# Broadband -Phone , Whats my options ?



## Mixednuts (16 Dec 2008)

Hi,
A few months ago I got NTL 10MB Broadband at home but I also got rid of Eircom phone (never used , company mobiles , so did not justify paying line rental only ).

The thing is the boss (wife) would like a phone back in the house , please dont ask as I have the bruises to prove I put up a fight .
My question is this ....

What would be the best a cheapest method of getting a phone line .Eircom back ? Broadband ?

All advice Welcome .

M


----------



## Wexfordman (17 Dec 2008)

I second that, been using blueface for 2 years now, I have a wireless broadband provider, so got rid of eircom line altogether. 129 euro for all your uk and irl landline calls, cant be beat, another bery happy customer.

Try download the softfone trial from their website to see how it works, although you wont have as good quality with this compared to a hardware ata solution, but for the sake of the trial.

I have a sister lives in switzerland also, with blueface, a dublin phone number, fantastic!!

Wexfordman


----------



## AlbacoreA (17 Dec 2008)

I had Blueface but it didn't work well on my dodgy NTL connection. The NTL VOIP worked much better, because (AFAIK) NTL give their own VOIP preference on their network. that said its not as good as a regular ATA phone.


----------



## dub_nerd (18 Dec 2008)

I'd say BE CAREFUL. Experiment before you commit to anything, especially anything that costs money. VoIP is fantastic ... IF IT WORKS! (I use it from two home locations ... perfect in one, very dodgy and intermittent in the other).

Don't assume it's working just because you get one good phone call either. Look for consistency across a couple of weeks, different times of day. When you are happy with soft phone experimentation, consider hardware options. (I use Siemens S685 IP Dect phones, but there are many choices, and a plain old 40 quid ATA may suit you just fine).

There are literally THOUSANDS of VoIP providers you could use. Don't assume you have to use an Irish one. I hear good reports of Blueface -- good customer service. I found Freespeech.ie cheaper, but then they stopped supporting free incoming VoIP numbers. Still worth a look depending on your needs.
◆ ◆ ◆ ◆ ◆ ◆ ◆
In the thread on broadband phone options, translate this sentence into Spanish: "Experiment before you commit to anything, especially anything that costs money." The entries come from a different source than the thread on broadband phone options.
◆ ◆ ◆ ◆ ◆ ◆ ◆
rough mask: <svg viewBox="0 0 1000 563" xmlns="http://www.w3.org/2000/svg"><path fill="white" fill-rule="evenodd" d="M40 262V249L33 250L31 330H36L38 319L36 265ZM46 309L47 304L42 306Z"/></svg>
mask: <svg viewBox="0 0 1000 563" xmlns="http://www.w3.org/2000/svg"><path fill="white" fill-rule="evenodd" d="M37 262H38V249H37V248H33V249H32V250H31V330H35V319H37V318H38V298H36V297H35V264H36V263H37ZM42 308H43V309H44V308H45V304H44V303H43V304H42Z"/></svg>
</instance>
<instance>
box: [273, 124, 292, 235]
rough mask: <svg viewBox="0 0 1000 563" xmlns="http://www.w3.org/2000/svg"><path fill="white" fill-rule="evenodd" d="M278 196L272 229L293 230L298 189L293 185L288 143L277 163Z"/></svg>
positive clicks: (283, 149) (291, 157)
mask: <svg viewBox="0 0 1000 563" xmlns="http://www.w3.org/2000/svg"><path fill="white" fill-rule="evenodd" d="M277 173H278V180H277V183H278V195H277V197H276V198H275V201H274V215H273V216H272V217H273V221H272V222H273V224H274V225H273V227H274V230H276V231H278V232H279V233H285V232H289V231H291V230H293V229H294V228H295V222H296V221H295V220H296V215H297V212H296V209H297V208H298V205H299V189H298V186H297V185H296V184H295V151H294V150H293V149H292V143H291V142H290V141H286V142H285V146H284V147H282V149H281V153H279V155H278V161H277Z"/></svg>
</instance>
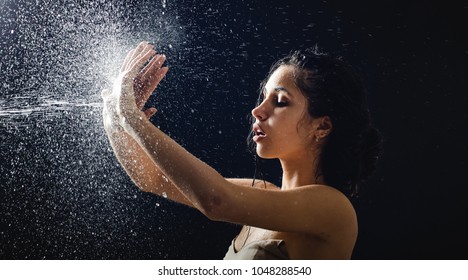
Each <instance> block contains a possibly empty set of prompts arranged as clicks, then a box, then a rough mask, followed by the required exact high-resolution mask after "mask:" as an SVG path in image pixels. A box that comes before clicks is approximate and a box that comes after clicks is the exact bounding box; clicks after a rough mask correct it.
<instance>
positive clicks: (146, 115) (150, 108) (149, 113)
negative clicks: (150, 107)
mask: <svg viewBox="0 0 468 280" xmlns="http://www.w3.org/2000/svg"><path fill="white" fill-rule="evenodd" d="M157 111H158V109H156V108H148V109H146V110H145V112H144V113H145V116H146V118H147V119H150V118H151V117H152V116H154V114H156V112H157Z"/></svg>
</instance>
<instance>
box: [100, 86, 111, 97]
mask: <svg viewBox="0 0 468 280" xmlns="http://www.w3.org/2000/svg"><path fill="white" fill-rule="evenodd" d="M111 93H112V91H111V90H110V89H108V88H106V89H103V90H102V91H101V97H102V98H106V97H109V96H110V95H111Z"/></svg>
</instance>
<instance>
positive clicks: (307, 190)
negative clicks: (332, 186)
mask: <svg viewBox="0 0 468 280" xmlns="http://www.w3.org/2000/svg"><path fill="white" fill-rule="evenodd" d="M299 189H302V191H303V192H304V193H303V195H304V196H307V197H308V199H309V201H310V202H311V203H314V204H315V206H314V207H313V208H314V210H315V214H313V216H314V217H315V218H316V219H319V220H321V221H322V223H323V224H322V226H323V227H322V228H324V229H328V234H330V233H333V232H334V233H335V234H333V235H335V236H340V235H341V236H342V234H344V235H346V236H350V237H352V236H354V238H355V237H356V235H357V227H358V223H357V215H356V211H355V209H354V206H353V204H352V203H351V201H350V200H349V199H348V197H347V196H346V195H345V194H343V193H342V192H341V191H339V190H337V189H335V188H333V187H331V186H327V185H307V186H302V187H300V188H299ZM340 233H341V234H340Z"/></svg>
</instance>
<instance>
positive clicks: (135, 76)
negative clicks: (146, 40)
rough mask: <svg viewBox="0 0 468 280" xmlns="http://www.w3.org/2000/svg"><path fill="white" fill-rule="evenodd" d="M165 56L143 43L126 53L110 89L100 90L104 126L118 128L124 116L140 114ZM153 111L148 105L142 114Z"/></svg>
mask: <svg viewBox="0 0 468 280" xmlns="http://www.w3.org/2000/svg"><path fill="white" fill-rule="evenodd" d="M165 59H166V58H165V56H164V55H158V54H156V51H155V50H154V48H153V46H152V45H151V44H148V43H147V42H142V43H140V44H139V45H138V46H137V47H136V48H135V49H132V50H131V51H130V52H129V53H128V54H127V57H126V58H125V61H124V63H123V64H122V67H121V68H120V73H119V76H118V77H117V79H116V80H115V82H114V85H113V88H112V90H108V89H106V90H104V91H103V92H102V98H103V100H104V110H103V117H104V124H105V127H106V129H119V128H121V125H122V121H125V118H131V117H138V116H139V115H140V116H141V114H142V112H141V109H142V108H143V106H144V104H145V103H146V101H147V100H148V98H149V96H150V95H151V93H152V92H153V91H154V90H155V89H156V87H157V86H158V84H159V82H160V81H161V80H162V78H163V77H164V75H165V74H166V73H167V70H168V68H167V67H162V68H161V65H162V64H163V63H164V61H165ZM146 62H148V63H147V64H146ZM145 64H146V66H145ZM154 113H156V109H155V108H148V109H146V110H145V112H144V115H145V117H147V118H150V117H151V116H152V115H153V114H154Z"/></svg>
◆ ◆ ◆ ◆ ◆ ◆ ◆
**Your response**
Experimenta antes de comprometerte con algo, sobre todo con algo que cueste dinero.